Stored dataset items

--------

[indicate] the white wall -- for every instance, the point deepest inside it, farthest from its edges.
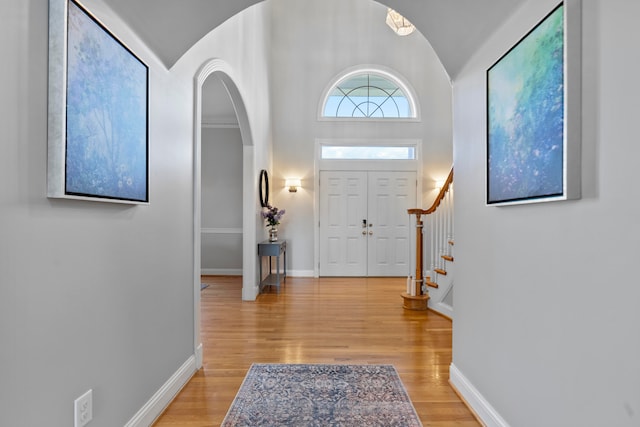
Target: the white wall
(221, 201)
(98, 295)
(546, 295)
(312, 43)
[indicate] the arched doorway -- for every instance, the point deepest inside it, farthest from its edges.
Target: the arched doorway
(217, 68)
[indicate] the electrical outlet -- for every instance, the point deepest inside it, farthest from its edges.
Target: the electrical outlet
(83, 409)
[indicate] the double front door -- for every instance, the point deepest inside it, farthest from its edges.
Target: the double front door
(364, 225)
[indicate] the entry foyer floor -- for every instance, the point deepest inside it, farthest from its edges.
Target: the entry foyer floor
(326, 320)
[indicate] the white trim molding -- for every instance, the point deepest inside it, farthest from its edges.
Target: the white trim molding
(221, 272)
(476, 401)
(221, 230)
(163, 397)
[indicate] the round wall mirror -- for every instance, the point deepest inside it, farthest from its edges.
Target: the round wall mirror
(264, 188)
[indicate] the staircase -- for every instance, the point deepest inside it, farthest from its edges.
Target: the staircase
(435, 286)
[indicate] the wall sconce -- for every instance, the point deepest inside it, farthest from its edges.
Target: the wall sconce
(293, 184)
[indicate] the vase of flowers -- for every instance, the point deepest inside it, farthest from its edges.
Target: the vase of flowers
(273, 216)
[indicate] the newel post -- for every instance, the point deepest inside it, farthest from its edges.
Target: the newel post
(415, 298)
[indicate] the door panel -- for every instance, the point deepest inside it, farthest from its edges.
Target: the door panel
(381, 247)
(343, 206)
(390, 195)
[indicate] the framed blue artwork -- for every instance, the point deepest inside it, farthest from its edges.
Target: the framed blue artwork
(98, 146)
(533, 114)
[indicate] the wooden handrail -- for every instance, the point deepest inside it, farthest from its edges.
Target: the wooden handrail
(438, 200)
(419, 279)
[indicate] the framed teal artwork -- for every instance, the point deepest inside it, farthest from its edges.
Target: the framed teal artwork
(533, 131)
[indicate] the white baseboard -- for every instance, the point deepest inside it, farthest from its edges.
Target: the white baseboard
(442, 308)
(482, 408)
(161, 399)
(300, 273)
(199, 356)
(221, 271)
(238, 272)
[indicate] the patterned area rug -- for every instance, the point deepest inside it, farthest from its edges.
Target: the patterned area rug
(322, 395)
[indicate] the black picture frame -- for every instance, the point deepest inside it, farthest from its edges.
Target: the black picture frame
(98, 129)
(533, 113)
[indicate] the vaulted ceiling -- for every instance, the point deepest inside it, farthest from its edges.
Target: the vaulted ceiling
(454, 28)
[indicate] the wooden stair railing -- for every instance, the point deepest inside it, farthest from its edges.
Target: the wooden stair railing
(416, 298)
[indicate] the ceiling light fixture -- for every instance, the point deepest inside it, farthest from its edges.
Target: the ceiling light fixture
(399, 23)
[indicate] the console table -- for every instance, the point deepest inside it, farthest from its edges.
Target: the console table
(273, 249)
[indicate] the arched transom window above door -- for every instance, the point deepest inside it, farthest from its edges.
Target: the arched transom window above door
(363, 94)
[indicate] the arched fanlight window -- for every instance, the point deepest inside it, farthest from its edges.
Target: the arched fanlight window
(369, 94)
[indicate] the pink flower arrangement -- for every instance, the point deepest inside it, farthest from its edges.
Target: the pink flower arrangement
(272, 215)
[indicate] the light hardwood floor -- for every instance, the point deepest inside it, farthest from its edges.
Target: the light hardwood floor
(327, 320)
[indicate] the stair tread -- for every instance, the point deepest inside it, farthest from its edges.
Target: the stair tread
(428, 282)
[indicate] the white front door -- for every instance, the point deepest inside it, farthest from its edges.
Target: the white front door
(364, 225)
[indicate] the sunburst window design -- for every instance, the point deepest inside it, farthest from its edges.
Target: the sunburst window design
(368, 95)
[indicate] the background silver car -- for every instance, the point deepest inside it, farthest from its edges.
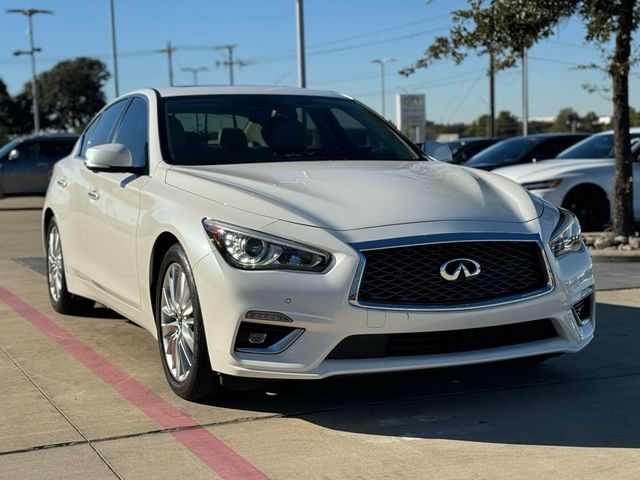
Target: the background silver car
(26, 162)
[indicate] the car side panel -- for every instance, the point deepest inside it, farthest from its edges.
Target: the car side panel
(67, 197)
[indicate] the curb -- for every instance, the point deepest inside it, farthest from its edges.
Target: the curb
(609, 257)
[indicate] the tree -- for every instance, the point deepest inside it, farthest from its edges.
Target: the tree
(507, 125)
(567, 120)
(506, 28)
(71, 93)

--------

_WRITTEN REQUEST_
Write out the lines of the listing from the one that holds "[indicate] the stair tread" to the very last line, both included, exactly as they appear and without any pictures.

_SOLUTION TO THE EXERCISE_
[indicate] the stair tread -- for every instance, the point deepest inside it, farthest from its edges.
Target: the stair tread
(428, 282)
[indicate] the white front door -- for every instance, the point deepest inside it, farthest from its edges.
Target: the white front door
(364, 225)
[indicate] the sunburst window design -- for every instance, the point deepest inside it, farthest from its edges.
Target: the sunburst window design
(368, 95)
[indicate] the background silver car -- for every instance, the point deepest inside it, farthest from its edges.
Target: the background silver car
(26, 162)
[indicate] the car side panel -- for every instance, the point deepest inside it, farthest from its edges.
Target: the car side panel
(67, 197)
[indicate] the curb -- for every instance, the point deepest inside it, farthest from its edges.
Target: the curb
(609, 257)
[indicate] the tree -- for every instance, the point deepest inside it, farthest from its edges.
Target: the tree
(507, 125)
(567, 120)
(506, 28)
(71, 93)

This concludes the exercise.